### Exercise details:
Count the lines in the items below that contain the word "building", and reply with that number alone.

### Entries provided:
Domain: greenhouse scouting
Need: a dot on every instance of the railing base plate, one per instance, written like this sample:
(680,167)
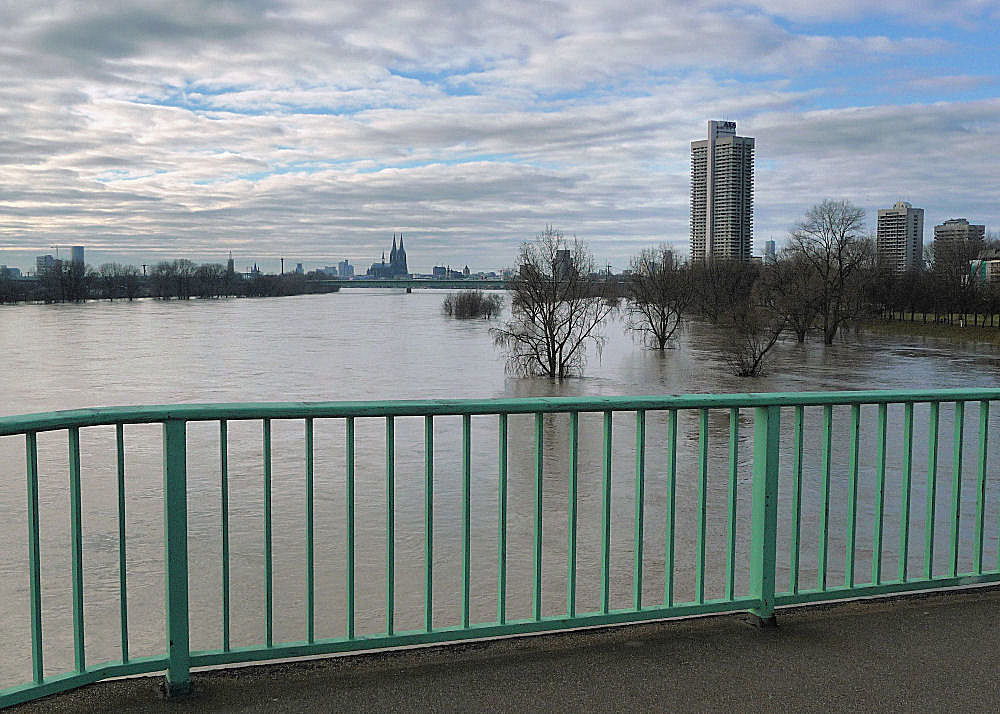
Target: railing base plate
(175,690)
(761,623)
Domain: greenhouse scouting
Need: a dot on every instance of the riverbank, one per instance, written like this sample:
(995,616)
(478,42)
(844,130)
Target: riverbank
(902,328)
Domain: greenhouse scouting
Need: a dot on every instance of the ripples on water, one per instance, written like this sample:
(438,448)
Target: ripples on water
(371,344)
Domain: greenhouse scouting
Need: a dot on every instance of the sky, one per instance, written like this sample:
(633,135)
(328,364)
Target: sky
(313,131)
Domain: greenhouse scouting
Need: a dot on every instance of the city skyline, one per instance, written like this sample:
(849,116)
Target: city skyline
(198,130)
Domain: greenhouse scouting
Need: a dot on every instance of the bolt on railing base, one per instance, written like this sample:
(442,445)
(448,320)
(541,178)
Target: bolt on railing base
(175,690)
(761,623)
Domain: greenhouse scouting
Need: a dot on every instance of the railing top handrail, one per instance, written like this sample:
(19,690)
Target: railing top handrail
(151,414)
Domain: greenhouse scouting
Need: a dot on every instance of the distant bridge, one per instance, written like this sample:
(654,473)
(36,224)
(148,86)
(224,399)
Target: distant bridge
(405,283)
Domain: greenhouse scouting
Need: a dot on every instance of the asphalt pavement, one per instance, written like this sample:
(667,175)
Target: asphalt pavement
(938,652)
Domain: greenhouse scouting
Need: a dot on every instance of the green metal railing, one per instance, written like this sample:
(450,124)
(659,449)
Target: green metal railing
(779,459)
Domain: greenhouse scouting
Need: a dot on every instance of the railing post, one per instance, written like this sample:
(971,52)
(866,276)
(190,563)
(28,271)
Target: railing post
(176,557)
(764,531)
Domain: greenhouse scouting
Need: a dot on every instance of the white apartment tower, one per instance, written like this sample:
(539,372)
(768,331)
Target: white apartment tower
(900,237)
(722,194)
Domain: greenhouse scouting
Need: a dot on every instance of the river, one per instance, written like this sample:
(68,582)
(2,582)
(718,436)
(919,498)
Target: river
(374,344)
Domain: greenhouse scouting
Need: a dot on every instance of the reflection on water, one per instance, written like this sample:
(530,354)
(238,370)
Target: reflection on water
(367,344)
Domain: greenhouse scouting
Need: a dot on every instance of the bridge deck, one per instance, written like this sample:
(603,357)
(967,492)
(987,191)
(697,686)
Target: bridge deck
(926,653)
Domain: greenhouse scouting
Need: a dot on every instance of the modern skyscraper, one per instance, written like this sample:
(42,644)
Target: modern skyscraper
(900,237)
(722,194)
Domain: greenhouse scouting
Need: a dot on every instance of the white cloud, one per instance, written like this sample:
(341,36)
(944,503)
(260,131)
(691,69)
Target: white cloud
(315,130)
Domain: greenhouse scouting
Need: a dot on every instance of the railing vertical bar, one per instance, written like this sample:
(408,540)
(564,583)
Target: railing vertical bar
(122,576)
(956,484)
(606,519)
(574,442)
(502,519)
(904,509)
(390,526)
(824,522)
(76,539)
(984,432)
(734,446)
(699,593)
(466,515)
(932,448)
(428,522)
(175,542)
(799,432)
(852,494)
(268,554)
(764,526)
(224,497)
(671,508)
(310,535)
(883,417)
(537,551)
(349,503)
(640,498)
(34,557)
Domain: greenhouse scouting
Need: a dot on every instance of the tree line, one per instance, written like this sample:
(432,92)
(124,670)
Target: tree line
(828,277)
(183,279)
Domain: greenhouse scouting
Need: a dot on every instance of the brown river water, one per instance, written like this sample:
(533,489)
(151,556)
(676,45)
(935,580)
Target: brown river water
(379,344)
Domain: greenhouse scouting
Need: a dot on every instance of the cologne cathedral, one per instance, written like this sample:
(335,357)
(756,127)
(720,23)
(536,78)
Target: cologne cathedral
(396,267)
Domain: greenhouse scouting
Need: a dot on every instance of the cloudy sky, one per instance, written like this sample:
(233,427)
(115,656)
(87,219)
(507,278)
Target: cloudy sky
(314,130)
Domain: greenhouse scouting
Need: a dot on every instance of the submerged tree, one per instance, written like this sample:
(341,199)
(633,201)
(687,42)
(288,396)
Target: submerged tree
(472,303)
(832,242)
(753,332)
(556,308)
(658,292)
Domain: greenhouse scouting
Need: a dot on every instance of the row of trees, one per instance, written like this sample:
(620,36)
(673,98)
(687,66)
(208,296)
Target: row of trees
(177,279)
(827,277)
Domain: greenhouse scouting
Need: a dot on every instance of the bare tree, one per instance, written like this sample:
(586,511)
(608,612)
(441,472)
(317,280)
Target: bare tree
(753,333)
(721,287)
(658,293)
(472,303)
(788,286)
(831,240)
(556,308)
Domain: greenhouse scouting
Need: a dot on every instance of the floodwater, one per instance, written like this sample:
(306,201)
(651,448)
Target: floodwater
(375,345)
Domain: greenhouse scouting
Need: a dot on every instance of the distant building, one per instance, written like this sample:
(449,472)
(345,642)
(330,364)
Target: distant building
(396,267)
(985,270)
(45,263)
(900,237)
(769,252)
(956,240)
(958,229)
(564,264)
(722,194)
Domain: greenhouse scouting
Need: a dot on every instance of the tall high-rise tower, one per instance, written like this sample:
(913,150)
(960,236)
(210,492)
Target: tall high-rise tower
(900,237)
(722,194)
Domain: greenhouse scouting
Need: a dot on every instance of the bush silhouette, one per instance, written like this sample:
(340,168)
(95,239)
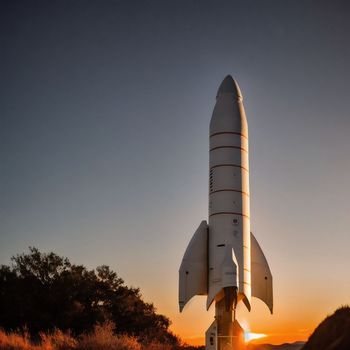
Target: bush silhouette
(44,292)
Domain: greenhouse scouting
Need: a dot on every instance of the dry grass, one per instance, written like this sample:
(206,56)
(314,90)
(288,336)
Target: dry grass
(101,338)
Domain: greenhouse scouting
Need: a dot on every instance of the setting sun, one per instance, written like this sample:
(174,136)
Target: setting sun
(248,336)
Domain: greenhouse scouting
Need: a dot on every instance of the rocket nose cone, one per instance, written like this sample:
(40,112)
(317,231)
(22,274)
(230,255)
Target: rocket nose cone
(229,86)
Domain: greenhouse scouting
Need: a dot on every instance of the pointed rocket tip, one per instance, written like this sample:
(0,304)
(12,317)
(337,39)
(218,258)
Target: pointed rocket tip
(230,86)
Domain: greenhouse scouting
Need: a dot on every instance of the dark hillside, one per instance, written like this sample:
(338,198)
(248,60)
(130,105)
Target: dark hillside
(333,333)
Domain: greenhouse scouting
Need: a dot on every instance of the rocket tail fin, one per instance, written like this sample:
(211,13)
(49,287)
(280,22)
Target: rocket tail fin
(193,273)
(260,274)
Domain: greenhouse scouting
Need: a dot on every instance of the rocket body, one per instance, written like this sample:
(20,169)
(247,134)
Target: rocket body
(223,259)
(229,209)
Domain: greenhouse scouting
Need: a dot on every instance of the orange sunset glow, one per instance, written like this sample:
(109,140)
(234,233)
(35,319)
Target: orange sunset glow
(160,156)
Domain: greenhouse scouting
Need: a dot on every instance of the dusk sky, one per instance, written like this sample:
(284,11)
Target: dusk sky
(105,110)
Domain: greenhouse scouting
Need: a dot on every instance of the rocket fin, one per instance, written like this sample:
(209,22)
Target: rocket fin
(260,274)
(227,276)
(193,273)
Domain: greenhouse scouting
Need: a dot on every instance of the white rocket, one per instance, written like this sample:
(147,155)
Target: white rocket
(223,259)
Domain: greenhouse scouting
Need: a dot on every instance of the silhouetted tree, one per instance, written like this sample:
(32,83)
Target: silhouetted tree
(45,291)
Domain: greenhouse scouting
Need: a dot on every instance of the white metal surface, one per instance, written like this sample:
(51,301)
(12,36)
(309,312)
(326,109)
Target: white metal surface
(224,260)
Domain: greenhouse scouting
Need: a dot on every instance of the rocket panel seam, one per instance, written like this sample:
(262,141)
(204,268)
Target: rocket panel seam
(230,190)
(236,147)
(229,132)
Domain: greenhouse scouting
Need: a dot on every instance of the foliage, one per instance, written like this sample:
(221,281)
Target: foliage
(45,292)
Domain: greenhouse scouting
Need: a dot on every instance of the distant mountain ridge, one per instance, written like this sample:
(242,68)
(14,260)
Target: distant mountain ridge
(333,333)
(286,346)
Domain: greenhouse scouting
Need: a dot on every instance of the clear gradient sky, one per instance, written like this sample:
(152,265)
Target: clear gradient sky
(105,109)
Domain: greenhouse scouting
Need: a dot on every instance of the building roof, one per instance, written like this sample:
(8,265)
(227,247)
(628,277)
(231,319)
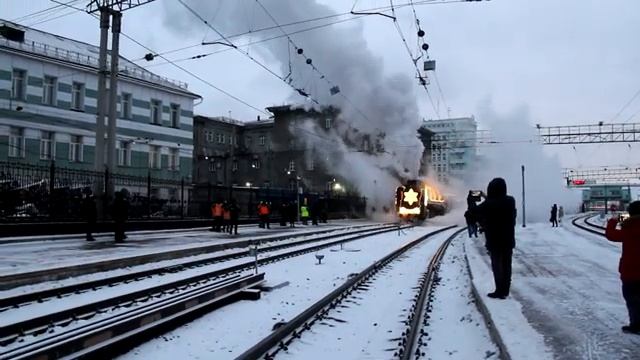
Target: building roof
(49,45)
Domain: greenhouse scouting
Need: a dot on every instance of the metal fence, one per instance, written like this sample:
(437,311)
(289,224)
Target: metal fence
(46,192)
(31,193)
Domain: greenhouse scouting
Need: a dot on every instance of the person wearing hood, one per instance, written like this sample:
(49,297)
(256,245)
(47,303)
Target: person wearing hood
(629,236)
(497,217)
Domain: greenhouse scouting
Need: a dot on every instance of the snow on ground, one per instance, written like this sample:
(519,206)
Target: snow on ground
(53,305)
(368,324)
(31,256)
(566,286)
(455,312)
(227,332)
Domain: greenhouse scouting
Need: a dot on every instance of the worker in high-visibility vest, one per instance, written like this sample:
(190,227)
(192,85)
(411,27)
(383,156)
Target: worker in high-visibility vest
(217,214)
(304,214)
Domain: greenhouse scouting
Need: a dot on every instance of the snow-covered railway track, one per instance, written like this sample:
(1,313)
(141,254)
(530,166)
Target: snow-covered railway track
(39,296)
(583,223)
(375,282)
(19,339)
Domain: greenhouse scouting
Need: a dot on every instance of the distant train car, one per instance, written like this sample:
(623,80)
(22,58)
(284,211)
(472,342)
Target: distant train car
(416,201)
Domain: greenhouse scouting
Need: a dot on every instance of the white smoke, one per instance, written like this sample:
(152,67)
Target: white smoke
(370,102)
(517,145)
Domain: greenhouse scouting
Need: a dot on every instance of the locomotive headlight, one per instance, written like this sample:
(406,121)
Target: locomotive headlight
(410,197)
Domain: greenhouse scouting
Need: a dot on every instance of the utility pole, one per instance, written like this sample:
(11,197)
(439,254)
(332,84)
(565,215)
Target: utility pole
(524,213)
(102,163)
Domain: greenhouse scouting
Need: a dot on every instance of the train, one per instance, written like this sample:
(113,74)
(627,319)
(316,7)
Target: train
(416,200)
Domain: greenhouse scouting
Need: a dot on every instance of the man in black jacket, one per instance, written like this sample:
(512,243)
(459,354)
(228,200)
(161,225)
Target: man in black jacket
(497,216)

### Correct output:
4